Source data
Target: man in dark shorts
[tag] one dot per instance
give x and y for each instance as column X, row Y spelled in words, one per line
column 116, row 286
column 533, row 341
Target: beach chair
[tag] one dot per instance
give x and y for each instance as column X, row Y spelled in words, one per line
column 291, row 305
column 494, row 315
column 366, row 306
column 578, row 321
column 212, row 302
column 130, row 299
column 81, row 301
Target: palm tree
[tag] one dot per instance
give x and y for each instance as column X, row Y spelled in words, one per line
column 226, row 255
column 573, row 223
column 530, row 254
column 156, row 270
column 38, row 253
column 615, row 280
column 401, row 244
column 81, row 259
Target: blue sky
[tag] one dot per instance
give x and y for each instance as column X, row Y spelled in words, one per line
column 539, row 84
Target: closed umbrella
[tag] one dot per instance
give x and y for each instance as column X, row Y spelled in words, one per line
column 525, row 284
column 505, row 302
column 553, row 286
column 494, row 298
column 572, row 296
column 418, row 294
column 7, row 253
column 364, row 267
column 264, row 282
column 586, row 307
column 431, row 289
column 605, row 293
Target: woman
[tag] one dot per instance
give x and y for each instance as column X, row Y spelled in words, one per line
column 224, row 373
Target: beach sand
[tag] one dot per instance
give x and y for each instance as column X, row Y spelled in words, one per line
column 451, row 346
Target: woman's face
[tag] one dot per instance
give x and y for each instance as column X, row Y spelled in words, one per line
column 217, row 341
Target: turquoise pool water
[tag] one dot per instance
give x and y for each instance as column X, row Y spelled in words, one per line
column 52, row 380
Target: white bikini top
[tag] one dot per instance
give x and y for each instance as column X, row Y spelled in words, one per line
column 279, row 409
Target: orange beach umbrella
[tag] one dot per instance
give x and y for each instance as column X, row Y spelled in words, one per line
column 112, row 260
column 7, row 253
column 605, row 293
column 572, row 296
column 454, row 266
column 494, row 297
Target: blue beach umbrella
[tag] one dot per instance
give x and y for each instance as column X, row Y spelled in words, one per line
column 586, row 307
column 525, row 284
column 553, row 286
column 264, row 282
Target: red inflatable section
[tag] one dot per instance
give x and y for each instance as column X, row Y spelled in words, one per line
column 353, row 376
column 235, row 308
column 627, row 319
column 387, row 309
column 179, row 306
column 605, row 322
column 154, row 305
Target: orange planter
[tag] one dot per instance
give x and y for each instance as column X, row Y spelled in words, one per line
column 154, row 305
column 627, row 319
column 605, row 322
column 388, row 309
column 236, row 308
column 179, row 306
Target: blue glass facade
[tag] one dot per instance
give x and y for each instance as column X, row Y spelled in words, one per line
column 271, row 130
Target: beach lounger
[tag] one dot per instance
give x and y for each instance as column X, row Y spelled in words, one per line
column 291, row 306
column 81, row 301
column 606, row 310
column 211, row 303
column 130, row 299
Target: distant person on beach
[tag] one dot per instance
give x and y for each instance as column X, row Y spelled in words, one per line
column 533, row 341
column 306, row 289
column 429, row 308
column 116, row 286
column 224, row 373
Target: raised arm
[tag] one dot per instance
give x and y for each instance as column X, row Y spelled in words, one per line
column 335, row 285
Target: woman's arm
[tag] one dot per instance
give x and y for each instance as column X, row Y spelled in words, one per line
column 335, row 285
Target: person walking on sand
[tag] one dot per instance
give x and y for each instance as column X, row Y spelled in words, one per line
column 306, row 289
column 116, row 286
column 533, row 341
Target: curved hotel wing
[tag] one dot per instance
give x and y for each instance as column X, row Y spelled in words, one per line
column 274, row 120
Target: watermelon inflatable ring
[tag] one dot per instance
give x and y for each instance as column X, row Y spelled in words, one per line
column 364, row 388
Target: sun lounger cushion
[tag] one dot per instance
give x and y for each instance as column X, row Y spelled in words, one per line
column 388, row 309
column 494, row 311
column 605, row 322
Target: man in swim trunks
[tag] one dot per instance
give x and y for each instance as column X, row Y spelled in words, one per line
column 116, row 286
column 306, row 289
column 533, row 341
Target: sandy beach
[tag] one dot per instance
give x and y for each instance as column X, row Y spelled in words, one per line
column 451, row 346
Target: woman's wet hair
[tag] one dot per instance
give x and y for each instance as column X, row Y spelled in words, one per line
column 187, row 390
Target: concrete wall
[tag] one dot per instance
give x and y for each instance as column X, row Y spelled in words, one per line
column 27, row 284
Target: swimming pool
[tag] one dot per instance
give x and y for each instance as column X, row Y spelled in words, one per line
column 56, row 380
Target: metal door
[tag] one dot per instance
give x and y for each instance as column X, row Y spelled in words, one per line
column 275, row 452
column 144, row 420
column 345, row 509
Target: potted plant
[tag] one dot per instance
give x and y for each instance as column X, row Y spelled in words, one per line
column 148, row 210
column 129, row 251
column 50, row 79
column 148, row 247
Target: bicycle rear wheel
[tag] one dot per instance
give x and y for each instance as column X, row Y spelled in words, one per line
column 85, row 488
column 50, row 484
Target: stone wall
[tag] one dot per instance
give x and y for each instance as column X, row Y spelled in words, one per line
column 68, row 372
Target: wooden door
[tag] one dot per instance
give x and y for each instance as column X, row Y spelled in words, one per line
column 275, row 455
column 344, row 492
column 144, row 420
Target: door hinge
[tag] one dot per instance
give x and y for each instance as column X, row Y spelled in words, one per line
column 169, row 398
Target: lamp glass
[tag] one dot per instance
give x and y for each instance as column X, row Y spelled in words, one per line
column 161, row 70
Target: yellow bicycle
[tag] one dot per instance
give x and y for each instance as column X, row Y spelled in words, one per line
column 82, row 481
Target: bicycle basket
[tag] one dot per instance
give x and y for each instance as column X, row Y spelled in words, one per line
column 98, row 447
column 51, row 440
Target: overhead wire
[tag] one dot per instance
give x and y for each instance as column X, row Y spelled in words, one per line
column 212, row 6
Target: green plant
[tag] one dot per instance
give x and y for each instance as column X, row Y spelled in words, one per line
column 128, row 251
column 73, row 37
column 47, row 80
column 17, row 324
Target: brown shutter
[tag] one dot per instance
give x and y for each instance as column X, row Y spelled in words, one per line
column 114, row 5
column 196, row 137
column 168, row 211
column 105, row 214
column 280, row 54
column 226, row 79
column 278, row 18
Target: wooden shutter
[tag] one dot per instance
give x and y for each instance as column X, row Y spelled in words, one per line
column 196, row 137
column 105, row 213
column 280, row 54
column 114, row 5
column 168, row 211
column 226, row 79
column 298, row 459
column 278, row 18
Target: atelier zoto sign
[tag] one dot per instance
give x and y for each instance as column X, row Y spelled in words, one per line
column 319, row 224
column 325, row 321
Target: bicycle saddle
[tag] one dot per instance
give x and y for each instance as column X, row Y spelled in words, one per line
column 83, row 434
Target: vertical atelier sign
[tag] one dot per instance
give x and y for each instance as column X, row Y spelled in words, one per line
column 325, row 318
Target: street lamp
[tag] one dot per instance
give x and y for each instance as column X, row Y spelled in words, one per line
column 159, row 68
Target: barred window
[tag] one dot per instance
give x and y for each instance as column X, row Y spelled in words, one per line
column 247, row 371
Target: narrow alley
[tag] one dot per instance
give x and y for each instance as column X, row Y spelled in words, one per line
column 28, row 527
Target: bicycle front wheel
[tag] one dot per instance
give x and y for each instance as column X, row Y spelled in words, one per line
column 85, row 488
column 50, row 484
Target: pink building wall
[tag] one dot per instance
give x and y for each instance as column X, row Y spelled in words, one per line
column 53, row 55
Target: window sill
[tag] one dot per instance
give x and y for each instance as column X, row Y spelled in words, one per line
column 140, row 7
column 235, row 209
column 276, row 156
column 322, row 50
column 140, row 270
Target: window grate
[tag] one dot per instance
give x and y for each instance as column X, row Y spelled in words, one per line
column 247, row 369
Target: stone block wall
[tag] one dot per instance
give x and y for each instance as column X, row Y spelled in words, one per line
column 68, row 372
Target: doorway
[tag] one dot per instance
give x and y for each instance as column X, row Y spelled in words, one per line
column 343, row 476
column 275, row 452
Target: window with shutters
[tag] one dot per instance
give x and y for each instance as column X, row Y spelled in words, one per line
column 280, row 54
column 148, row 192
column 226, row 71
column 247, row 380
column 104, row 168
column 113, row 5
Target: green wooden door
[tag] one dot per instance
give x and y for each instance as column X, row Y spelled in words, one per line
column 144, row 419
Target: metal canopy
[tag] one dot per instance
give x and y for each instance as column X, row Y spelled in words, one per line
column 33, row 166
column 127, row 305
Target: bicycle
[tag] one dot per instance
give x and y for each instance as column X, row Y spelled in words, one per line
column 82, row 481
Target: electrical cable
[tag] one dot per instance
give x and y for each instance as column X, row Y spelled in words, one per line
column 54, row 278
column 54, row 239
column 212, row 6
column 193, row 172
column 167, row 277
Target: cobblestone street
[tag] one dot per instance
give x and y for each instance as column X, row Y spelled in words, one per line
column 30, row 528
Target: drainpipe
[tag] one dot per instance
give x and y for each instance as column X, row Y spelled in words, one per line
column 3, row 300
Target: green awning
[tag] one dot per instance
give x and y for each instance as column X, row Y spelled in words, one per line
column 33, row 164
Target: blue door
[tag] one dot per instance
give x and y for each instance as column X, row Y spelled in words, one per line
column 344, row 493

- [TASK DESCRIPTION] Scan the data above and copy each line containing the word "woman".

- [YOUR RESPONSE]
Target: woman
Target: woman's face
Target: woman's arm
Target: woman's wet hair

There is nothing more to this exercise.